Stored items:

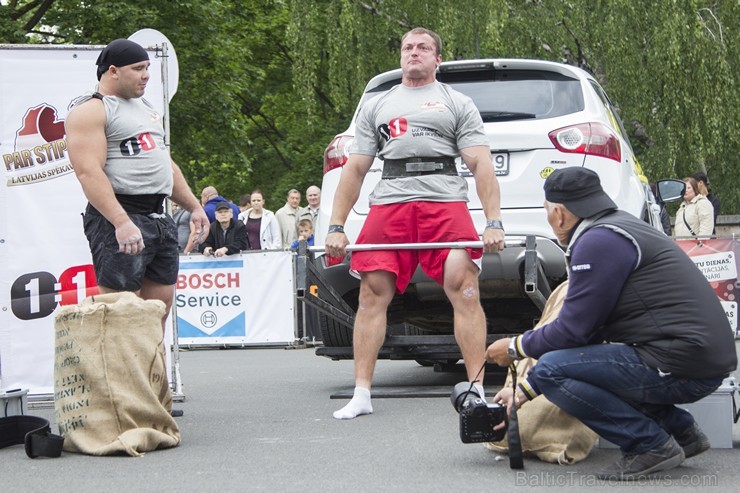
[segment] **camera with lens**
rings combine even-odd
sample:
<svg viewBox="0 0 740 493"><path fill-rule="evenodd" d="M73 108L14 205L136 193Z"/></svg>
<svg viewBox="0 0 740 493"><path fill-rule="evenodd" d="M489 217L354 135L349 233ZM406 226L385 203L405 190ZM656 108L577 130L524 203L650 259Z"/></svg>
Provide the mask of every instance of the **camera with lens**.
<svg viewBox="0 0 740 493"><path fill-rule="evenodd" d="M460 440L463 443L498 442L506 435L508 417L500 404L488 404L470 382L455 385L450 395L452 406L460 415ZM505 423L499 430L493 427Z"/></svg>

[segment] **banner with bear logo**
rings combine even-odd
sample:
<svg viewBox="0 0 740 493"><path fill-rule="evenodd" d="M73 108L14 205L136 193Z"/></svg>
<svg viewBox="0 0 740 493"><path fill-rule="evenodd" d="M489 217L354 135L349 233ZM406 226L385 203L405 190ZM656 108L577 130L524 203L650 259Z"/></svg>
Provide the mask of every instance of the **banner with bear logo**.
<svg viewBox="0 0 740 493"><path fill-rule="evenodd" d="M64 121L70 102L95 90L102 49L0 46L2 388L53 393L54 314L98 292L82 230L87 200L69 162ZM156 51L150 61L144 97L164 114Z"/></svg>

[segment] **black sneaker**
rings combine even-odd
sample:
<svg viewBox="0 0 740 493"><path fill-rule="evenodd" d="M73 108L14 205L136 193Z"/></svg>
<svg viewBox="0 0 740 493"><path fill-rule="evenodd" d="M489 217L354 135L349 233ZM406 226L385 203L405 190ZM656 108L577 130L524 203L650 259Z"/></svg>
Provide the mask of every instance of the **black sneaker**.
<svg viewBox="0 0 740 493"><path fill-rule="evenodd" d="M658 448L642 454L622 456L616 463L596 473L596 476L610 481L635 481L677 467L684 458L683 449L670 437Z"/></svg>
<svg viewBox="0 0 740 493"><path fill-rule="evenodd" d="M681 448L683 448L683 453L687 459L706 452L712 446L709 443L709 438L701 431L701 428L699 428L696 422L678 435L675 435L674 438Z"/></svg>

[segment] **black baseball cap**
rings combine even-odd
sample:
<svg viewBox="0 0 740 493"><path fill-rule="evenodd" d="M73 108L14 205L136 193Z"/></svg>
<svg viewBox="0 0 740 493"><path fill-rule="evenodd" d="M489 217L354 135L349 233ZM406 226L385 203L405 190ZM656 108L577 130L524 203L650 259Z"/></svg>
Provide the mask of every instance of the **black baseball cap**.
<svg viewBox="0 0 740 493"><path fill-rule="evenodd" d="M140 44L123 38L114 39L103 48L95 62L98 66L98 80L111 65L125 67L145 60L149 60L149 53Z"/></svg>
<svg viewBox="0 0 740 493"><path fill-rule="evenodd" d="M545 180L544 188L548 202L563 204L581 218L617 209L601 187L599 175L590 169L574 166L555 170Z"/></svg>
<svg viewBox="0 0 740 493"><path fill-rule="evenodd" d="M219 202L218 204L216 204L216 210L220 211L221 209L231 210L231 206L229 205L228 202Z"/></svg>

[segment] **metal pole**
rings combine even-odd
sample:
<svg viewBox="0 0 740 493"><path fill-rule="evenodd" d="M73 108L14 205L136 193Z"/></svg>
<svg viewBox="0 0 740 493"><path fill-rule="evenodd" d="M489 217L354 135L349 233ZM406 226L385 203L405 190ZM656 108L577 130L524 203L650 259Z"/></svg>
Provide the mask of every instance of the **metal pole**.
<svg viewBox="0 0 740 493"><path fill-rule="evenodd" d="M509 239L505 241L507 247L519 247L525 245L525 240ZM376 244L355 244L347 245L345 251L348 252L366 252L374 250L435 250L439 248L483 248L482 241L454 241L454 242L436 242L436 243L376 243ZM308 247L311 252L323 252L326 250L323 246Z"/></svg>
<svg viewBox="0 0 740 493"><path fill-rule="evenodd" d="M169 73L167 68L167 43L162 43L161 46L155 47L157 51L161 50L161 61L160 61L160 73L162 79L162 122L164 125L164 145L169 150L170 144L170 88L169 88ZM169 204L168 204L169 206ZM168 213L171 214L172 210L168 207ZM180 342L179 334L177 330L177 303L172 303L170 310L170 316L172 317L172 393L173 400L184 400L185 394L183 393L182 380L180 375Z"/></svg>

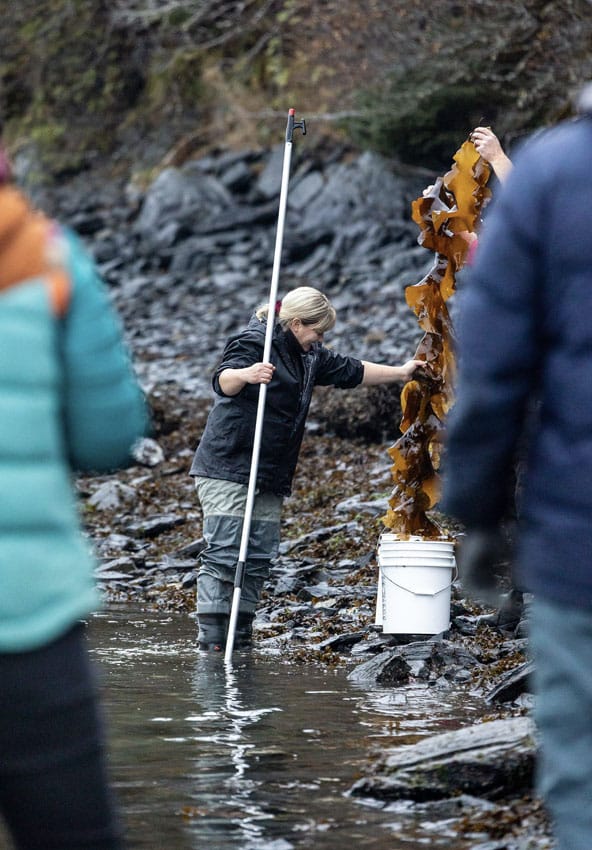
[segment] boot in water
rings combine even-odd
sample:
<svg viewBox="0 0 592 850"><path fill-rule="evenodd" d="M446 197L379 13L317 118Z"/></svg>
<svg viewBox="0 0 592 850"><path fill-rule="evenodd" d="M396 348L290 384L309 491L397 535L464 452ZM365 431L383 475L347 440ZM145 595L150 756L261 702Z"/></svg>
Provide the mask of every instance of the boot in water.
<svg viewBox="0 0 592 850"><path fill-rule="evenodd" d="M239 611L236 620L236 634L234 645L237 649L249 649L253 645L253 612L244 613Z"/></svg>
<svg viewBox="0 0 592 850"><path fill-rule="evenodd" d="M222 652L228 631L227 614L198 614L197 642L202 652Z"/></svg>

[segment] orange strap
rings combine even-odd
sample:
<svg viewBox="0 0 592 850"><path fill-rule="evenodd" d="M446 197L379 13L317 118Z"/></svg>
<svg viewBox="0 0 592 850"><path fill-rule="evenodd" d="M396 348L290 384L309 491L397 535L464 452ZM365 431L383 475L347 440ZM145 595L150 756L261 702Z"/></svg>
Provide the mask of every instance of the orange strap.
<svg viewBox="0 0 592 850"><path fill-rule="evenodd" d="M70 301L70 278L63 269L56 269L47 275L49 300L56 316L65 316Z"/></svg>

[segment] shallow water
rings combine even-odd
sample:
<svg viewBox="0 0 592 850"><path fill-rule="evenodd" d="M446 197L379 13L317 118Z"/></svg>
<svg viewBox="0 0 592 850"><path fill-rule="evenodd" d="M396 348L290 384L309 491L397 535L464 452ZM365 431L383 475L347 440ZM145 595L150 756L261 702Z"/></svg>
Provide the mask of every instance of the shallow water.
<svg viewBox="0 0 592 850"><path fill-rule="evenodd" d="M468 850L454 803L348 796L384 747L472 723L477 697L362 689L347 670L255 649L199 654L187 615L89 623L129 850ZM359 663L359 662L358 662ZM10 843L0 826L0 850Z"/></svg>
<svg viewBox="0 0 592 850"><path fill-rule="evenodd" d="M362 690L347 670L195 650L186 615L90 623L132 850L461 850L454 819L347 796L381 748L471 723L466 692Z"/></svg>

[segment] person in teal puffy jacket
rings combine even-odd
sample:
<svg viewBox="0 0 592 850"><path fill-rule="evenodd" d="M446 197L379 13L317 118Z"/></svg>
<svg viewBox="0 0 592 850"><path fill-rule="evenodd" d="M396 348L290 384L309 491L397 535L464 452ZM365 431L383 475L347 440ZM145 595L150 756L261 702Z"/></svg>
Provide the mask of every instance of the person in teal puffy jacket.
<svg viewBox="0 0 592 850"><path fill-rule="evenodd" d="M127 464L147 426L93 262L31 208L0 151L0 813L18 850L122 846L72 475Z"/></svg>

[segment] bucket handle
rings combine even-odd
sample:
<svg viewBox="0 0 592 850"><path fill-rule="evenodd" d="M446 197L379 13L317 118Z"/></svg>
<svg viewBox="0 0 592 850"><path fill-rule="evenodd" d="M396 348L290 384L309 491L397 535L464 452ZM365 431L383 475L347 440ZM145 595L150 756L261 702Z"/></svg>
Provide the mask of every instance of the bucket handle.
<svg viewBox="0 0 592 850"><path fill-rule="evenodd" d="M454 565L454 576L450 580L450 584L441 587L440 590L436 590L434 593L420 593L416 590L411 590L411 588L404 587L404 585L398 584L396 581L393 581L393 579L389 578L385 572L383 572L382 575L387 581L390 581L391 584L394 584L395 587L398 587L399 590L404 590L406 593L412 593L414 596L437 596L439 593L443 593L445 590L448 590L449 587L452 587L452 585L458 578L458 567L456 566L456 564Z"/></svg>

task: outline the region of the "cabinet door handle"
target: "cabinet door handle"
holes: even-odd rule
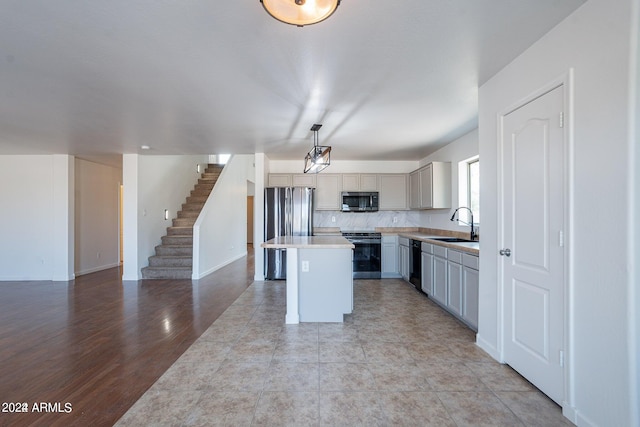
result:
[[[507,248],[507,249],[500,249],[500,255],[502,256],[511,256],[511,249]]]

TASK BRIEF
Going through the entries above, tally every line that contains the string "cabinet", then state only the total.

ANSWER BOX
2